What this exercise asks -
1/ Transcribe the CheckMate 067 passage from "Georgina V. Long, BSc, PhD, MBBS, co-medical" to "with overall prognosis.", keeping every word and mark unchanged.
2/ Please pick up the CheckMate 067 passage after its final sentence and carry it forward.

Text segment -
= Beginning of Section =
Georgina V. Long, BSc, PhD, MBBS, discusses the response rates in the CheckMate 067 trial, which evaluated the combination of ipilimumab and nivolumab in patients with advanced melanoma.
Georgina V. Long, BSc, PhD, MBBS, co-medical director of Melanoma Institute Australia (MIA), chair of Melanoma Medical Oncology and Translational Research at MIA and Royal North Shore Hospital, University of Sydney, discusses the response rates in the CheckMate 067 trial (NCT01844505), which evaluated the combination of ipilimumab (Yervoy) and nivolumab (Opdivo) in patients with advanced melanoma.
Of the patients who had a complete response (CR) with the combination, 80% remained in CR at 5 years. Similarly, 79% who were in CR on nivolumab plus placebo had not progressed at the 5-year mark. Long says they investigated the 20% of patients who had progressed after a CR and saw features associated with overall prognosis.
= End of Section =
(Records excerpted from a collection)
= Beginning of Section =
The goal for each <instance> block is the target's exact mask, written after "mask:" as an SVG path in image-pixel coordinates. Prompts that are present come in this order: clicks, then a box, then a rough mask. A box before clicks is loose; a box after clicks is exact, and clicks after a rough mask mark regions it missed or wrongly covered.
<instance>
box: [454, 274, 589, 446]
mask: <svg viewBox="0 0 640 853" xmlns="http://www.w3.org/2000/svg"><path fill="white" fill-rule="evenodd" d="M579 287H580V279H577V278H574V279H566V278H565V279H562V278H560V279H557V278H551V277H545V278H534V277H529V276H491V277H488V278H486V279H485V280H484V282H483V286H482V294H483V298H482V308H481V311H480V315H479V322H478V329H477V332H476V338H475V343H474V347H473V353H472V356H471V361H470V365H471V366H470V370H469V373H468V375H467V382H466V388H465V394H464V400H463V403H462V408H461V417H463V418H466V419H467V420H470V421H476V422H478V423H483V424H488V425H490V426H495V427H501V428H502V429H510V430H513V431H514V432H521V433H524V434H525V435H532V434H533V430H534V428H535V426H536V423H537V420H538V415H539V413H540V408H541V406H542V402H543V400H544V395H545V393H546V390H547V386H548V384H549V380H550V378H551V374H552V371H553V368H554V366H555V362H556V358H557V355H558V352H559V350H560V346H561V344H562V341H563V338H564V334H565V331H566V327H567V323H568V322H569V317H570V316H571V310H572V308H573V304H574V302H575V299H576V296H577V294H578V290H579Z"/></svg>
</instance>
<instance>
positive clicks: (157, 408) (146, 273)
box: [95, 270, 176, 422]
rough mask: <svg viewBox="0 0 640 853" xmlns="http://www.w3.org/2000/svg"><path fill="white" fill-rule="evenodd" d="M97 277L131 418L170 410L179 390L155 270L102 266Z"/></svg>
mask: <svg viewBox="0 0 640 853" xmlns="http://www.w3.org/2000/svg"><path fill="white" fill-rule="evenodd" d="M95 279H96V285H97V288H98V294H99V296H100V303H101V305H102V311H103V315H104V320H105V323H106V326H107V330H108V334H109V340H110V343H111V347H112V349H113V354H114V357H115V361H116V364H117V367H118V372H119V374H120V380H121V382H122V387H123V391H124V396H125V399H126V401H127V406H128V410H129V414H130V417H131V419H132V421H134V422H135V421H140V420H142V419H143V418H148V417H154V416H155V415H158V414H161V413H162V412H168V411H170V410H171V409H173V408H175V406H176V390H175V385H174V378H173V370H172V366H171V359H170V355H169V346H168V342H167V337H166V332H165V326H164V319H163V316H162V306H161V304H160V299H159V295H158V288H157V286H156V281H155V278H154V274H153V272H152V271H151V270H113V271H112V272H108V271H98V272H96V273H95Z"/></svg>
= End of Section =
Response list -
1/
Georgina V. Long, BSc, PhD, MBBS, co-medical director of Melanoma Institute Australia (MIA), chair of Melanoma Medical Oncology and Translational Research at MIA and Royal North Shore Hospital, University of Sydney, discusses the response rates in the CheckMate 067 trial (NCT01844505), which evaluated the combination of ipilimumab (Yervoy) and nivolumab (Opdivo) in patients with advanced melanoma.
Of the patients who had a complete response (CR) with the combination, 80% remained in CR at 5 years. Similarly, 79% who were in CR on nivolumab plus placebo had not progressed at the 5-year mark. Long says they investigated the 20% of patients who had progressed after a CR and saw features associated with overall prognosis.

2/
Features associated with poor prognosis were patients with M1C melanoma, which is disease that has spread to other organ sites; patients with non-cutaneous melanoma; or patients with acral lentiginous melanoma. These patients were more likely to progress after CR, although it was a small number of patients.
The investigators are also looking at whether stopping therapy early or the use of corticosteroids for toxicity affected whether patients progressed after having a CR. Long believes there may be a relationship with the use of corticosteroids and/or the duration of treatment and how well patients maintain CR.